A organização do dossiê Trabalho rural e movimentos sociais no campo para a revista Tempos Históricos ocorreu nesse tempo singular da recente história do Brasil. Um momento pululam notícias sobre os impactos da reforma trabalhistas para os trabalhadores rurais, com precarização das já precárias condições de trabalho no campo e, agora, o projeto de reforma da previdência, que pode tornar mais difícil ou, segundo alguns advogados especializados em direito previdenciário, impossível a aposentadoria para muitos trabalhadores rurais.

O período final do ano de 2018 e o início do ano de 2019 também têm-se apresentado como catastrófico para o conjunto dos movimentos sociais e sindicais e, em particular, para os movimentos sociais no campo, tal como interpretou Edward Palmer Thompson, sobre a experiência de exploração no processo de transformações vividas pelo trabalhadores rurais e urbanos na Inglaterra do final do século XVIII e início do século XIX3.

Os povos indígenas são atacados e ameaçados de perder suas terras demarcadas, aumento da repressão aos movimentos de retomadas indígenas e mutilação e mortes de indígenas são noticiados pela impressa desde meados do ano de 2018. O presidente atual transferiu o cuidado das terras sagradas dos povos indígenas para o Ministério da Agricultura, que tem história de extinguir os indígenas da terra justamente para priorizar o crescimento do lucro da produção agrícola.

Os quilombos e os movimentos quilombolas foram desqualificados publicamente pelo então candidato e agora presidente da República, com a reprodução do racismo secular. Apenas com a disseminação desses preconceitos que podemos entender a estarrecedora a notícia de 18 assassinatos de lideranças quilombolas em 2017, um salto de 350% do número (4) registrado em 2016.4

O momento histórico que estamos vivendo é de exceção, muito próximo a ditadura civil e militar instaurada com o golpe militar de 1964. E analogia não é anacrônica! O golpe de 2016 iniciou sua obra com a reforma trabalhista. As lutas e resistências dos trabalhadores impediram a reforma da previdência no governo Temer. A eleição do governo Bolsonaro foi possível diante de seus compromissos em realizar a reforma da previdência, amplificar a criminalização dos movimentos sociais, tratando-os como “terroristas”, e carimbar as propostas da Bancada Ruralista.

################

ENUNCIADO 1: Extraia todas as linhas que contêm a palavra "screen", diferenciando maiúsculas de minúsculas.
As linhas não têm nenhuma relação com o trecho.

Extrato do conjunto de dados
################

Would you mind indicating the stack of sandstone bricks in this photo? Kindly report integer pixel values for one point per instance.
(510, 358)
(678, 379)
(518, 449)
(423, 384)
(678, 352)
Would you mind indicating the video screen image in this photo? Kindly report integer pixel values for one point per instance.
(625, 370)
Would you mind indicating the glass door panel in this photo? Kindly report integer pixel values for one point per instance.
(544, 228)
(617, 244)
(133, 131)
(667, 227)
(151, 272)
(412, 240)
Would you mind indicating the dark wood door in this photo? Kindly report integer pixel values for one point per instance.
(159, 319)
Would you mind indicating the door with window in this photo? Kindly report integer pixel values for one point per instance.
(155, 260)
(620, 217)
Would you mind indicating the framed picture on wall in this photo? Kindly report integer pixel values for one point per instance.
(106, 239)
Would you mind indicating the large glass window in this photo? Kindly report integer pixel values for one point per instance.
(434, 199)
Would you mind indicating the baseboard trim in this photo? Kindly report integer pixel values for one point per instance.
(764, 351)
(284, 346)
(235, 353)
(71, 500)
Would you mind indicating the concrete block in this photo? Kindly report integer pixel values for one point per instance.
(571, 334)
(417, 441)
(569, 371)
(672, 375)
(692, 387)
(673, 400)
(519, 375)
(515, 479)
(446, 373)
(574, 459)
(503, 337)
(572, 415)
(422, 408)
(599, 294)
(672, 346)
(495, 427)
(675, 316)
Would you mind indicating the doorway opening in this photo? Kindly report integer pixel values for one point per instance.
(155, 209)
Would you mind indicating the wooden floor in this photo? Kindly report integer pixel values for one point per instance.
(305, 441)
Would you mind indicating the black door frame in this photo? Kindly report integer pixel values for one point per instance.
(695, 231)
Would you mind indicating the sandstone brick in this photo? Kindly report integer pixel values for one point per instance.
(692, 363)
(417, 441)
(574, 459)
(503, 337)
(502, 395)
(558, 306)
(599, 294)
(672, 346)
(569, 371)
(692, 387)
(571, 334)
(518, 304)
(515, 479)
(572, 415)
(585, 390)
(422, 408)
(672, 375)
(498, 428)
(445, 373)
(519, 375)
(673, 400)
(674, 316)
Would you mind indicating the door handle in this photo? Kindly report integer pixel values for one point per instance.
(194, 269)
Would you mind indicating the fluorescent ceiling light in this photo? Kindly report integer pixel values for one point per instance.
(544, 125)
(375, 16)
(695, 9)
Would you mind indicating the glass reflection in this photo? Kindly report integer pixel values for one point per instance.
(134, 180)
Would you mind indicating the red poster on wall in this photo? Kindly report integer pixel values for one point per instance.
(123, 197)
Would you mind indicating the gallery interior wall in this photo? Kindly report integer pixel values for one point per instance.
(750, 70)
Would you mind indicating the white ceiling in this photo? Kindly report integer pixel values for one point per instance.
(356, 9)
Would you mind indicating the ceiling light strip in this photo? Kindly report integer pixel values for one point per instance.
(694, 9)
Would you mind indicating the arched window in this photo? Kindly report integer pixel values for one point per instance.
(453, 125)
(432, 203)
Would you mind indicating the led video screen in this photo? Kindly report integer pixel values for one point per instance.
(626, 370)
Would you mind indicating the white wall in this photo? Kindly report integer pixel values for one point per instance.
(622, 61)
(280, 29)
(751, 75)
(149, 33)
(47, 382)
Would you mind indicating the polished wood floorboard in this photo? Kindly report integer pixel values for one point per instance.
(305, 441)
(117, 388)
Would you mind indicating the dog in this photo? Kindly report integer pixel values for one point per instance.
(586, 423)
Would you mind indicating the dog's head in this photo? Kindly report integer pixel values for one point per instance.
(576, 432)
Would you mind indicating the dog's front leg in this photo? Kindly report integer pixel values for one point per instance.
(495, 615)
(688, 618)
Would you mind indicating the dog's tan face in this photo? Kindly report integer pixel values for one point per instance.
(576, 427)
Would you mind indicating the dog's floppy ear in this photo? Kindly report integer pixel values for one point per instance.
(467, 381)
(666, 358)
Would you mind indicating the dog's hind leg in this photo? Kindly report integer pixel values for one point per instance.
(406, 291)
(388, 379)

################

ENUNCIADO 2: Reproduza a parte do trecho que vai de "O período final" até "do século XIX3.", inclusive, atualizando-a com "desastroso" no lugar de "catastrófico".

RESPOSTA CORRETA 1:
Would you mind indicating the video screen image in this photo? Kindly report integer pixel values for one point per instance.
Would you mind indicating the led video screen in this photo? Kindly report integer pixel values for one point per instance.

RESPOSTA CORRETA 2:
O período final do ano de 2018 e o início do ano de 2019 também têm-se apresentado como desastroso para o conjunto dos movimentos sociais e sindicais e, em particular, para os movimentos sociais no campo, tal como interpretou Edward Palmer Thompson, sobre a experiência de exploração no processo de transformações vividas pelo trabalhadores rurais e urbanos na Inglaterra do final do século XVIII e início do século XIX3.